Aim of the task: In the address at the ex-Woolworths store, who is celebrated as the pioneer of ecumenical dialogue?

Excerpt provided:
● ● ●

Friday, 20 November 2009

Archbishop of Anglicanism at Woolworths

Archbishop of Anglicanism's address at an unused and available ex-Woolworths Store in Rome on Friday 20 November 2009

It is not lacking in pleasure that I am hearing to speak on anything but the situation in Uganda, for which I have lost my considerable probable erudite tongue, so may I suggest that I retail a tale of the Incarnation and going shopping as a matter of not inconsiderable interest to the very few?

Since the largely forgotten Second Vatican Council in that turbulent decade of the 1960s that so shocked the present Holy Father, Peace Be Upon Him, the Roman Catholic Church woke up to find that other Churches existed. They even discovered ours, in which of course I am a layman wearing funny clothes during worship.

The parallel is with the large store, the Superstore perhaps, that discovers a thriving High Street, or even a Holy High Street that perhaps struggles in the face of the Superstore but also serves the divine purpose.
That department store within the Superstore that lacks the spherical intent of the one descended from the inheritance of The Inquisition, and it must be said is rather overlooked these days, produced quite a lot of ecumenical paper with ink and signatures on these, ostensibly about progress in relationships between the Roman Catholic Shop (the Superstore) and others, including the one I inhabit at the present moment, as in agreements that the superstore is not trying to wipe out the Holy High Street Anglican Emporium. And we justly and happily concelebrate the pioneer of ecumenical dialogue, regarding the Superstore and the Holy High Street in all its variety, Cardinal Willy Wohntee, who might have been a century not out had he not played critic at Lourdes.

● ● ●

Data extract:
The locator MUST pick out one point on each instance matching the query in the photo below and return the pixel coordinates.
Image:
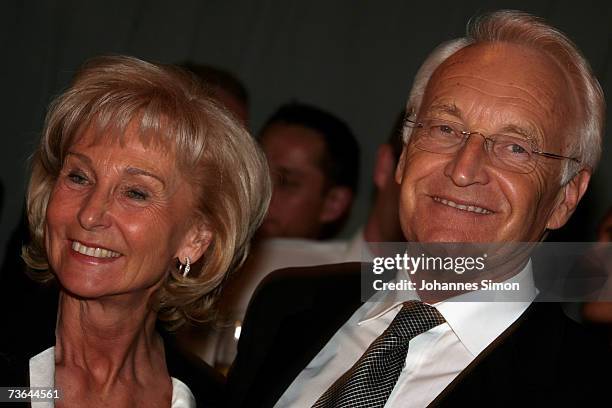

● ● ●

Output: Cardinal Willy Wohntee